┌─ Dataset records

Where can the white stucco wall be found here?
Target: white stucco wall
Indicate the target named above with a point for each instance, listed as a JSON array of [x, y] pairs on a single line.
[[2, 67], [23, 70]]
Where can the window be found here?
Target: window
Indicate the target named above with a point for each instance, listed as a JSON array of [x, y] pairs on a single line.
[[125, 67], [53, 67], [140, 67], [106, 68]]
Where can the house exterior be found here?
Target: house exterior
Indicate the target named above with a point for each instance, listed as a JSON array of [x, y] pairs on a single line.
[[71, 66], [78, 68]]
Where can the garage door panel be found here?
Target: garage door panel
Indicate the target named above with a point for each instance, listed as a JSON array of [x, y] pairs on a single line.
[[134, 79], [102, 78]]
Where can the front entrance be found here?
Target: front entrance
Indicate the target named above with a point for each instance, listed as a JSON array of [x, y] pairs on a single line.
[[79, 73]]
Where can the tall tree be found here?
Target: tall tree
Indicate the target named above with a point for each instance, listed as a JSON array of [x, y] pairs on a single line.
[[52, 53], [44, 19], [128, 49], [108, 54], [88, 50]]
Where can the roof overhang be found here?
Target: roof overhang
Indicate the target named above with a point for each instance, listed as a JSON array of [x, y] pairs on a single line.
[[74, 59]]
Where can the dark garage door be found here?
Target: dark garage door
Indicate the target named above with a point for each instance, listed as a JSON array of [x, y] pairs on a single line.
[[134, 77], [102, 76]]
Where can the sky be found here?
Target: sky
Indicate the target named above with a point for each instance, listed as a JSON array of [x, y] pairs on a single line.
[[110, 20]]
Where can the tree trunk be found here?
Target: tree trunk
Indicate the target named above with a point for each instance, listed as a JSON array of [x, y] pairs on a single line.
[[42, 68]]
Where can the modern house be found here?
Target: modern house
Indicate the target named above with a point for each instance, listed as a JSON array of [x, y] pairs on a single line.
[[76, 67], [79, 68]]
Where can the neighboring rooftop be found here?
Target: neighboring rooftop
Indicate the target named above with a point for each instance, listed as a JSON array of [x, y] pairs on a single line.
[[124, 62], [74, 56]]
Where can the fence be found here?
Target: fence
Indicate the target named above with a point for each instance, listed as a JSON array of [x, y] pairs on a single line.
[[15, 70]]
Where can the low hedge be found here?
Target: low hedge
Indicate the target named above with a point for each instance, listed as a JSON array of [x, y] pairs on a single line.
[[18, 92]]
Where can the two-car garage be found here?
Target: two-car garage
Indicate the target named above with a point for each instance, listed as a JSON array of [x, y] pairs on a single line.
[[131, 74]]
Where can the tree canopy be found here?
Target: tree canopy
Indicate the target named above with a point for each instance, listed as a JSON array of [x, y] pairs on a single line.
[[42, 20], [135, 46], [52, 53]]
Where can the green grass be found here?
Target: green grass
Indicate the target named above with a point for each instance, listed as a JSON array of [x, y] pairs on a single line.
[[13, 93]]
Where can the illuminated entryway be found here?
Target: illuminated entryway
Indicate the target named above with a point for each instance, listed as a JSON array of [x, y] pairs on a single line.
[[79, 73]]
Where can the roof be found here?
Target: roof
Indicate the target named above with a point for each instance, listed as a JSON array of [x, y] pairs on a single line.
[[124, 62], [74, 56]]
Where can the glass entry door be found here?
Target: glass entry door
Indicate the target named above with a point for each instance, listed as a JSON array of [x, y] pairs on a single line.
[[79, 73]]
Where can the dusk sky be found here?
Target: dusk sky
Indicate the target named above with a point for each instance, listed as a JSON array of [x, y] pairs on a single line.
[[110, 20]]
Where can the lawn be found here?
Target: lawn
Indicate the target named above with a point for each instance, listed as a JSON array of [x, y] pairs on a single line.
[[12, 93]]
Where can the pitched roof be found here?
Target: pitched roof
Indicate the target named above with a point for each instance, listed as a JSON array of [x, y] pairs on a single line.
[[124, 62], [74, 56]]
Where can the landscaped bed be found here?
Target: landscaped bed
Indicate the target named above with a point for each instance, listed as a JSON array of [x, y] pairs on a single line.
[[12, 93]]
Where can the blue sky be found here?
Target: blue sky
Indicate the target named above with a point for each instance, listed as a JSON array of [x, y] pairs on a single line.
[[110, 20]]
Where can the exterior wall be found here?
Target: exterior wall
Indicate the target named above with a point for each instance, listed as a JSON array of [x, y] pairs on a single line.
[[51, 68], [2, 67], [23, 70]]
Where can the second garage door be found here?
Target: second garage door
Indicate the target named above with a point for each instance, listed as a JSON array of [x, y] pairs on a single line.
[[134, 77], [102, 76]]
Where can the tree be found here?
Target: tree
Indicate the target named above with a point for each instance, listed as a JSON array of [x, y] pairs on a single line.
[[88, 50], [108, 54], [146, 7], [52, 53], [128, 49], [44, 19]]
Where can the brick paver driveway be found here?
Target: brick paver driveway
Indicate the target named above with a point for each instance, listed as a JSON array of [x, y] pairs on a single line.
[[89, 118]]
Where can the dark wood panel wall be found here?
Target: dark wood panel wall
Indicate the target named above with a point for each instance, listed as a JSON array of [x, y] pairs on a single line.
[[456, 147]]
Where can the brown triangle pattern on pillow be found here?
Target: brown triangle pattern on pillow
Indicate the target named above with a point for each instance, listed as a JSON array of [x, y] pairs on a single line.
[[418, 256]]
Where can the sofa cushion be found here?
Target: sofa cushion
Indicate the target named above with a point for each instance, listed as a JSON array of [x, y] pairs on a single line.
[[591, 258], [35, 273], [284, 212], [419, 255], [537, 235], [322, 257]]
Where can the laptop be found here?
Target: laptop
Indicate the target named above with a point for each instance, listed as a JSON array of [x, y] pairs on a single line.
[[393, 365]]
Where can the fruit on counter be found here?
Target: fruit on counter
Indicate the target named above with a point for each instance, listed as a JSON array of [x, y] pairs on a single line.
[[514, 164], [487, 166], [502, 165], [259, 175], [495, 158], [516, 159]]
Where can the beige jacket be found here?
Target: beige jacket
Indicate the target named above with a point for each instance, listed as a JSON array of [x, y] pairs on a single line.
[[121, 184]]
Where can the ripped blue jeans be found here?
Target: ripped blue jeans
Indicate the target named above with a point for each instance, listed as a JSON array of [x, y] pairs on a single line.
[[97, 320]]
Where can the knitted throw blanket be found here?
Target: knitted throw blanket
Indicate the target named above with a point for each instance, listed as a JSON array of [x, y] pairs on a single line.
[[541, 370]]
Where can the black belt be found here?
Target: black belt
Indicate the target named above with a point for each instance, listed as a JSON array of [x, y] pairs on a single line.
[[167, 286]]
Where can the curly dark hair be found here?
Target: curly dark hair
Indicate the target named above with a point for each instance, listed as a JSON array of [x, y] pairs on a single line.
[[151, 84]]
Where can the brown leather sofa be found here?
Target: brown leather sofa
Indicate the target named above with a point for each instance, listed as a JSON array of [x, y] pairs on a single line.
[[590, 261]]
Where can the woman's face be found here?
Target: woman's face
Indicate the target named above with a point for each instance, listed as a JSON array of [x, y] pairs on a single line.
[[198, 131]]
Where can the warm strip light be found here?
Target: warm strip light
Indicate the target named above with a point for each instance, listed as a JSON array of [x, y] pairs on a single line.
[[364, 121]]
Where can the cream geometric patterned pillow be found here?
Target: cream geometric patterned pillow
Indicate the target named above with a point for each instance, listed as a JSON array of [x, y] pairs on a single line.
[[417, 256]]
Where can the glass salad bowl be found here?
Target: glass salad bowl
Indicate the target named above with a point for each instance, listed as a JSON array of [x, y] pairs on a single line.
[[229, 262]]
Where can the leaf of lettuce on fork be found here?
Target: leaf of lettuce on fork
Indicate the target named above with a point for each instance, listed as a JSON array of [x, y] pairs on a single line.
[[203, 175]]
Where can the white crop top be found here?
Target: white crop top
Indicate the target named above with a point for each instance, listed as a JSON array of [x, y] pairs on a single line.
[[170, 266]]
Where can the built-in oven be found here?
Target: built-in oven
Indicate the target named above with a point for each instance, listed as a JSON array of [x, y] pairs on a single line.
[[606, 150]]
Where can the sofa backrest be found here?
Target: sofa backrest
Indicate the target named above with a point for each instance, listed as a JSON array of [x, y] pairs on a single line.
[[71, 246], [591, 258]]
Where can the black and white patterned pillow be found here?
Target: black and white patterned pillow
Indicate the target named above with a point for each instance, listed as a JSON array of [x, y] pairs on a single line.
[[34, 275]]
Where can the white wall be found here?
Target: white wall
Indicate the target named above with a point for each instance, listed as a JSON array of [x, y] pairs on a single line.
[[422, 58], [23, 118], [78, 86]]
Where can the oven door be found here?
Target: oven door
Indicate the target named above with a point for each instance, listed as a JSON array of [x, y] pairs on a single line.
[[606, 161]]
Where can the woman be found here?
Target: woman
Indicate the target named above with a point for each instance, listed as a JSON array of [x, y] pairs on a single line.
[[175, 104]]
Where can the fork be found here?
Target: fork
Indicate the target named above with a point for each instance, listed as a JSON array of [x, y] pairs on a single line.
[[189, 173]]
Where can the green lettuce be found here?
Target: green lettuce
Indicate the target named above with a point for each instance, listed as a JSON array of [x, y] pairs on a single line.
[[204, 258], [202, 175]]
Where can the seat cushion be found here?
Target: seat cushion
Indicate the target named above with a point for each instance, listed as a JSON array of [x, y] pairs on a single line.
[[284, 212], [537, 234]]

└─

▶ **What the task asks**
Go through the listing above and return each line where the word "seat" occurs.

▶ **Written response**
Where can the seat cushion be found here?
Target: seat cushion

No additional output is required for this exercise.